• Exercise directions: Gather every line in the data below that contains the string "ceiling".

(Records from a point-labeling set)
** START **
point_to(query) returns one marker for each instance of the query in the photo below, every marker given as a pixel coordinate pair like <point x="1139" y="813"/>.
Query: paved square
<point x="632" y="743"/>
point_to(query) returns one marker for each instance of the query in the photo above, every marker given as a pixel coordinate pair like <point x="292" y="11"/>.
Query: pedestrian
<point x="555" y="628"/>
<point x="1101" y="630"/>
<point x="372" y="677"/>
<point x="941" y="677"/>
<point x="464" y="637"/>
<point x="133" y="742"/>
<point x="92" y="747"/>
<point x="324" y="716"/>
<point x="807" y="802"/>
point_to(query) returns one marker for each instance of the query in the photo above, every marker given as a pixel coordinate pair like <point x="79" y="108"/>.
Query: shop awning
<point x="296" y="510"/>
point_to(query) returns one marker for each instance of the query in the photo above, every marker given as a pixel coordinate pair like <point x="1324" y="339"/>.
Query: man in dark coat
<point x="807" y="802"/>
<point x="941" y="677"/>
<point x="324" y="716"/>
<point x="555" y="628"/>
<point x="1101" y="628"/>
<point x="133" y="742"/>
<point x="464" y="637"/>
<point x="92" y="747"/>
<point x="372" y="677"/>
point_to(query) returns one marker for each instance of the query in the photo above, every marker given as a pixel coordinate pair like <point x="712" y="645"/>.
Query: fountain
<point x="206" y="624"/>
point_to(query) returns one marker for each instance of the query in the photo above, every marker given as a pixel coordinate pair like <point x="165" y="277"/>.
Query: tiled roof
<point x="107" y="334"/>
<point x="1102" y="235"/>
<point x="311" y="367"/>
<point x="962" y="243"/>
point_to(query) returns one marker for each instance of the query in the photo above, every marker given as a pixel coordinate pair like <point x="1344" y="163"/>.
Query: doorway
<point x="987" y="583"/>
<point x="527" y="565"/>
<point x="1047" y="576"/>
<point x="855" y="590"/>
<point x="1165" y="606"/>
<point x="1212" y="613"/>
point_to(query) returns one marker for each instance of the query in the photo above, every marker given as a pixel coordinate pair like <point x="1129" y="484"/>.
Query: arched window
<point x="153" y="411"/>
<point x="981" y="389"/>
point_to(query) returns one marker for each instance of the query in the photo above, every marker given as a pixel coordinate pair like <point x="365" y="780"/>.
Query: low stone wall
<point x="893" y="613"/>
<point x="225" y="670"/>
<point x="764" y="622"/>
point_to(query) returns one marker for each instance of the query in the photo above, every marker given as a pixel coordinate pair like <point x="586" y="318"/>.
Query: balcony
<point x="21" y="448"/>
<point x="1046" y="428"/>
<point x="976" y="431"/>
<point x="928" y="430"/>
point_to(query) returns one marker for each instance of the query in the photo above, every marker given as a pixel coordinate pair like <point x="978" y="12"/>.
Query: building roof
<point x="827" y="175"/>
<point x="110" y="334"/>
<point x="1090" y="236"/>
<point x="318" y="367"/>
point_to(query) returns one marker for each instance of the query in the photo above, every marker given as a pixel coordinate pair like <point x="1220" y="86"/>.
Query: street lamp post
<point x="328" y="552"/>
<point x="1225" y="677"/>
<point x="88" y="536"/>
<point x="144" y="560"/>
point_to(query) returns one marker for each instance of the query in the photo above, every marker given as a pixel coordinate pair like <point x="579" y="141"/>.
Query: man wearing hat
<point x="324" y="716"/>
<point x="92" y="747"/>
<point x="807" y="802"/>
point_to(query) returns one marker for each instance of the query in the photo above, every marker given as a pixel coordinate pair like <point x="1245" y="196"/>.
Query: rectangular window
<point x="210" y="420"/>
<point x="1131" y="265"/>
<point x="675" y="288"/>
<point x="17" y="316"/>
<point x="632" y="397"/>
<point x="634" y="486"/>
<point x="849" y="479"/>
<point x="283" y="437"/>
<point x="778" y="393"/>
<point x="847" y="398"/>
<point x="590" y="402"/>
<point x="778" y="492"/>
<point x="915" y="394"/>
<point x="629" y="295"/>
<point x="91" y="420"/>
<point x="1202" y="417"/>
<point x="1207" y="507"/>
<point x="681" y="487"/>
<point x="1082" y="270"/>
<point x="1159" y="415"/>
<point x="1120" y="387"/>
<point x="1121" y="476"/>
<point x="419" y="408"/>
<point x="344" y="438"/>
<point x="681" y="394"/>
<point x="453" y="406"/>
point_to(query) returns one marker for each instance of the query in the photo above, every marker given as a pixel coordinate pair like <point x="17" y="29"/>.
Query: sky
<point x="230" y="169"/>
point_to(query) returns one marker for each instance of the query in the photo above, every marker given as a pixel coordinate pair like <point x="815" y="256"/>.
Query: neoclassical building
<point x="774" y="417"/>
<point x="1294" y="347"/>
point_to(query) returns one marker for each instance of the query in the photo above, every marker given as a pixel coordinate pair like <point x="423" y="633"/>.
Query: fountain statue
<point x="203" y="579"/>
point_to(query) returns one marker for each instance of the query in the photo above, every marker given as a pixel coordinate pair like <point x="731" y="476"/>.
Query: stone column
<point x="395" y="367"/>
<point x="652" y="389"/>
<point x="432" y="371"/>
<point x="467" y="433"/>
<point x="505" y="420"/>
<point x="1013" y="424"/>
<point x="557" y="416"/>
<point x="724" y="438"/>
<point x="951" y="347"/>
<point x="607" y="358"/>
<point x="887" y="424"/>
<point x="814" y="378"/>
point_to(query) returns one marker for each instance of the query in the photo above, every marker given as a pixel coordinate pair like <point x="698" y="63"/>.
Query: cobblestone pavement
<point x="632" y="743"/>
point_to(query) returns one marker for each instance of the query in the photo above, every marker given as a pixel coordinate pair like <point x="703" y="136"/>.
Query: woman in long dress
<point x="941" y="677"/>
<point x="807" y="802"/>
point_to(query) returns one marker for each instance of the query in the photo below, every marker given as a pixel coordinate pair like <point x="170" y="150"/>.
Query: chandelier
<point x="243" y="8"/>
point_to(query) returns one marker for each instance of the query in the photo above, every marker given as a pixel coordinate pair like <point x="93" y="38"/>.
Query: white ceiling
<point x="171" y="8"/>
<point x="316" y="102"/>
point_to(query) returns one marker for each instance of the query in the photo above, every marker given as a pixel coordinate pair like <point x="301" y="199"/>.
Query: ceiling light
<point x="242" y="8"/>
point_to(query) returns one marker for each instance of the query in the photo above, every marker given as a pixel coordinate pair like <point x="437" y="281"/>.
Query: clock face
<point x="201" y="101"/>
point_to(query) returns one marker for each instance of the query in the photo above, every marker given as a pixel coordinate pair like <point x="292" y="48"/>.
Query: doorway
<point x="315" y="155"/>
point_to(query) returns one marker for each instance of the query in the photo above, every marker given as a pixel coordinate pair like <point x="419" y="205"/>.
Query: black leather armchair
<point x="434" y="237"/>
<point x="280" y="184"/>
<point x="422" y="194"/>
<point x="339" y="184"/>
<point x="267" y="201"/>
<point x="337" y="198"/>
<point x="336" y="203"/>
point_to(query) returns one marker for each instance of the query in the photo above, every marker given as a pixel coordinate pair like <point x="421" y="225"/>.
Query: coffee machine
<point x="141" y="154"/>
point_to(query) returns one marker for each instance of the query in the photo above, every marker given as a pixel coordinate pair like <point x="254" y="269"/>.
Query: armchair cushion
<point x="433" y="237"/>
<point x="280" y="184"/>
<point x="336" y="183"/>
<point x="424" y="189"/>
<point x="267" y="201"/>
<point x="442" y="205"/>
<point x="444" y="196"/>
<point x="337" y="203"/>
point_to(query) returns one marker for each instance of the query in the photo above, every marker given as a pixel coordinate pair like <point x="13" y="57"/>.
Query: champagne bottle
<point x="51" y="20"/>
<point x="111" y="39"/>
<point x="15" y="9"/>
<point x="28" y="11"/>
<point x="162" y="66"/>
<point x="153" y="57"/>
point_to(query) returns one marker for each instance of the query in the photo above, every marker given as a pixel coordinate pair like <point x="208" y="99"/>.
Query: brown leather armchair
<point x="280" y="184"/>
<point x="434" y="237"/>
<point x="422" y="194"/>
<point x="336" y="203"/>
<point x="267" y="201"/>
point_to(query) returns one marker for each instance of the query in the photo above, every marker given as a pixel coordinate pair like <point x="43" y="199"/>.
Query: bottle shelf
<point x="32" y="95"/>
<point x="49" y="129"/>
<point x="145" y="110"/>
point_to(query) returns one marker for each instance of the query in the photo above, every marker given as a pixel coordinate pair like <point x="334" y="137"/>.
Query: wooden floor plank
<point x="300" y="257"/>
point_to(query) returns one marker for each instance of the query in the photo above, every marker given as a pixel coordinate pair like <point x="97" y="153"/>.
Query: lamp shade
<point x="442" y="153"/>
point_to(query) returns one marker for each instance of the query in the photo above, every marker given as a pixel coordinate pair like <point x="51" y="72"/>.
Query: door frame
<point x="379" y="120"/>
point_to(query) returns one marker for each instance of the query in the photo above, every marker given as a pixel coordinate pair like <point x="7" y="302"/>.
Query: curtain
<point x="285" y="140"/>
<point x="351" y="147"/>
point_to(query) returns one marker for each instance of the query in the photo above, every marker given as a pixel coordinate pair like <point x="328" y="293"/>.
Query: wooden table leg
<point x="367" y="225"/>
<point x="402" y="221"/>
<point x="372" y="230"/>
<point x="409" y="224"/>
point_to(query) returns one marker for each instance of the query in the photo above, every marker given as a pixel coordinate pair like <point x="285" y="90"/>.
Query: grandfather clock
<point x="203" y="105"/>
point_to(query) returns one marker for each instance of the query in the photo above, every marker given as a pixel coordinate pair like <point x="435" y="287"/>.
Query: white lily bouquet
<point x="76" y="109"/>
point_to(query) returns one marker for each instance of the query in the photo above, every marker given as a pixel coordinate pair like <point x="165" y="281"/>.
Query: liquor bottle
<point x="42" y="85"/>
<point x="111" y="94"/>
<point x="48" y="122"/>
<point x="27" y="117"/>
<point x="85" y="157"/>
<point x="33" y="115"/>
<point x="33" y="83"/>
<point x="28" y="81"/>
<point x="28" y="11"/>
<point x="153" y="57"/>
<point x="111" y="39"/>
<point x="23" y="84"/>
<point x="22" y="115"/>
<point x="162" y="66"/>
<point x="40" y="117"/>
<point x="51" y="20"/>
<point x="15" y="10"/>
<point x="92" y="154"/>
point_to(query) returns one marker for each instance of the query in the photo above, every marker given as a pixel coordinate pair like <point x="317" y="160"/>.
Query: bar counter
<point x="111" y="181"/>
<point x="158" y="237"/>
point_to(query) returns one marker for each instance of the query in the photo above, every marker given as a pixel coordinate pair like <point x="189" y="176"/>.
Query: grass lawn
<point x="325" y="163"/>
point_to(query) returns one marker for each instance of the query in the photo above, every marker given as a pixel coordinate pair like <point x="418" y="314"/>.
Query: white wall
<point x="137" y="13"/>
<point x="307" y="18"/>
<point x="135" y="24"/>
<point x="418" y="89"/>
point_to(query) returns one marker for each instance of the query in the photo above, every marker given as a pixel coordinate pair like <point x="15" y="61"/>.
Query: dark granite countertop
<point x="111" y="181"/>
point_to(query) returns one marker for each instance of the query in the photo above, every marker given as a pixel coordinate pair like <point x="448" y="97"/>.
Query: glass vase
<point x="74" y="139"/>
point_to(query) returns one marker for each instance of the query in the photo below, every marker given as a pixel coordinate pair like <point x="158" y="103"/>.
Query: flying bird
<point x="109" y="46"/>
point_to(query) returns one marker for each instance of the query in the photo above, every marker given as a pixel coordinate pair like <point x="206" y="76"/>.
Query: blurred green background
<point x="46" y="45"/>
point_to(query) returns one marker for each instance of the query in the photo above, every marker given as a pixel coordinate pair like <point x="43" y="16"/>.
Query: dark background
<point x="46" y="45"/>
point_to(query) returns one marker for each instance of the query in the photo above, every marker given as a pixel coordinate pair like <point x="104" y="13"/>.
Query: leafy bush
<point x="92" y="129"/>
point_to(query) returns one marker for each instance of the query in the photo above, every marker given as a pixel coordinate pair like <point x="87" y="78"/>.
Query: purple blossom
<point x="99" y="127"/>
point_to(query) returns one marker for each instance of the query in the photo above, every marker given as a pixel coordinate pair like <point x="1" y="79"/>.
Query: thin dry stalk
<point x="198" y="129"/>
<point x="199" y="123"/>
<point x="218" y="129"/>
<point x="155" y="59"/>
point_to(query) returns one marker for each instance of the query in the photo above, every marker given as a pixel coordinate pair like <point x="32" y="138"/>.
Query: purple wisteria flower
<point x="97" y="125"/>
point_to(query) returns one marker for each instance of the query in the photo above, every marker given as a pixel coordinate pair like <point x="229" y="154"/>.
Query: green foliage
** END **
• Solution to this problem:
Query: white ceiling
Query: ceiling light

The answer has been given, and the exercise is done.